- **WHAT THIS TASK INVOLVES**
Write back each entry precisely as it is given.

- **MATERIALS PROVIDED**
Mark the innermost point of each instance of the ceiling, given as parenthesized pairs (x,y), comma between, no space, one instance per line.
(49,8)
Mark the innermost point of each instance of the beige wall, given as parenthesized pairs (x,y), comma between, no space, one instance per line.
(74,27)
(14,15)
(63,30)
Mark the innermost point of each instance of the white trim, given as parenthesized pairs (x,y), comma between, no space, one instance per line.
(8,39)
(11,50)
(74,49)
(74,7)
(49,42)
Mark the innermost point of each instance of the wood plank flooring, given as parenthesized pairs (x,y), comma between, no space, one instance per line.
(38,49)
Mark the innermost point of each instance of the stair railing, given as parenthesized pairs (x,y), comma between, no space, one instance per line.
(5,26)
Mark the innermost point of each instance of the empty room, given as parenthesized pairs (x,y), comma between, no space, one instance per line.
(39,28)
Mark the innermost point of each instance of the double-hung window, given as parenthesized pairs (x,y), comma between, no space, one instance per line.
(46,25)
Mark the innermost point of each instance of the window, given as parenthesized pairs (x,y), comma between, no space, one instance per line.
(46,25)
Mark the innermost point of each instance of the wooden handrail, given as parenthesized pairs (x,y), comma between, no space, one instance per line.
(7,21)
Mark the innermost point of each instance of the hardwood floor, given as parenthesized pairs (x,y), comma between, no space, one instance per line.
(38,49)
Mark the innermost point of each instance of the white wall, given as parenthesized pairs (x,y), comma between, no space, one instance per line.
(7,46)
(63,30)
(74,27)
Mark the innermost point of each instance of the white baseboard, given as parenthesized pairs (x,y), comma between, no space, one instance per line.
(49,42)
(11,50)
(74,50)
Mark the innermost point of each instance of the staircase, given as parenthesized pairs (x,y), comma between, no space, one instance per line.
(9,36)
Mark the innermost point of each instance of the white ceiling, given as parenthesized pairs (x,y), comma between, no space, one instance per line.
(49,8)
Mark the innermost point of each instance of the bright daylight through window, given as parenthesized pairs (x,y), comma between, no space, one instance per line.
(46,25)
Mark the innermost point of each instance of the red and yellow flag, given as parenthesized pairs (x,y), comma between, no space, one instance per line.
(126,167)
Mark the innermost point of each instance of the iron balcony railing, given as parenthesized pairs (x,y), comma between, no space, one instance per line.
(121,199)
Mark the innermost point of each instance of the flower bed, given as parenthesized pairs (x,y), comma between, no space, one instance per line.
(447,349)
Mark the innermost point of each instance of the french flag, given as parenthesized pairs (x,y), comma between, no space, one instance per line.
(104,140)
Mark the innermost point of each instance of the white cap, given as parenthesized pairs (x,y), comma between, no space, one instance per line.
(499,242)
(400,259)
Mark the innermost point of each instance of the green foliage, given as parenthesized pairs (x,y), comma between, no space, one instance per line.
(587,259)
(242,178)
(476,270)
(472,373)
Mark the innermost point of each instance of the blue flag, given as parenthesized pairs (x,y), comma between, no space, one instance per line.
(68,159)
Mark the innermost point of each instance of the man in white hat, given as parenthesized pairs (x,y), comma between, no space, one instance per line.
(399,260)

- **WRITTEN REPLY**
Mark the innermost point of each instance of the ceiling, given as parenthesized pairs (x,y), comma between, no space, one instance per line.
(49,8)
Mark the innermost point of each instance of the beige wall, given as parenthesized pairs (x,y), comma between, no space, one instance per line.
(74,27)
(14,15)
(63,30)
Mark the innermost point of each instance of the white trim, given as parenthesized pairs (x,y), comma between, no space, one instance per line.
(8,39)
(11,50)
(74,49)
(74,7)
(49,42)
Mark the innermost point of each instance of the wood plank flooring, given as parenthesized pairs (x,y), comma between, no space, one instance per line.
(38,49)
Mark the innermost point of each instance of the stair railing, given as parenthesized pairs (x,y), comma between, no space, one instance per line.
(5,26)
Mark the innermost point of each instance of the empty room, given as parenthesized pairs (x,y), comma between, no space, one instance per line.
(39,28)
Mark the innermost point of each instance of the double-hung window, given as parenthesized pairs (x,y), comma between, no space, one instance per line.
(46,25)
Mark the innermost point of each instance of the window, given as parenthesized pairs (x,y), comma between, no space, one instance per line.
(46,25)
Mark the innermost point of each instance of the wooden handrail, given as parenthesized pairs (x,y), comma between, no space, one instance per line.
(7,21)
Mark the innermost point of each instance of the hardwood floor, given as parenthesized pairs (x,y), comma between, no space, one instance per line.
(38,49)
Mark the innermost point of each instance of the white wall, given as parenthesized pairs (x,y), comma between, no space, one instance per line.
(7,46)
(63,30)
(74,27)
Mark the innermost point of each instance of the white baseboard, given as parenthesized pairs (x,y), comma between, no space, one instance per line.
(49,42)
(11,50)
(74,50)
Mark the innermost point of each instance of the staircase, given as parenthesized pairs (x,y), comma between, no space, one instance per line.
(9,36)
Mark the innermost point of each instance of the white ceiling, given as parenthesized pairs (x,y), comma between, no space, one instance per line.
(49,8)
Mark the innermost point of each instance of the bright daylight through window, given as parenthesized pairs (x,y), comma between, no space, one instance per line.
(46,25)
Mark the innermost point of each instance of the red and yellow flag, given as parenthesized pairs (x,y), comma between, no space, one instance per line.
(126,167)
Mark the innermost point of each instance of the iron balcony railing, given as parenthesized pairs (x,y), comma between, no space, one instance per line.
(121,199)
Mark the innermost point of each instance of the flower bed, given as parenthesized pairs (x,y), comma between, no space, one instance per line.
(447,349)
Mark the innermost point of each instance of the french flag, given as parenthesized pairs (x,y), comma between, no space, one instance per line.
(104,140)
Mark the innermost point of each instance of the white cap, given as parenthesized pairs (x,y), comma between, no space, one instance per line.
(499,242)
(400,259)
Mark the innermost point of each instance of the green foliage, given as parenthesized pairs (x,y), comma between, no space, one instance per line.
(587,259)
(242,178)
(476,270)
(472,373)
Mark the innermost point of each instance of the blue flag, given as parenthesized pairs (x,y), comma between, no space, one instance per line.
(68,159)
Mark the innermost point of each instance of the man in white hat, given as parenthesized pairs (x,y), comma between, no space, one instance per line.
(399,260)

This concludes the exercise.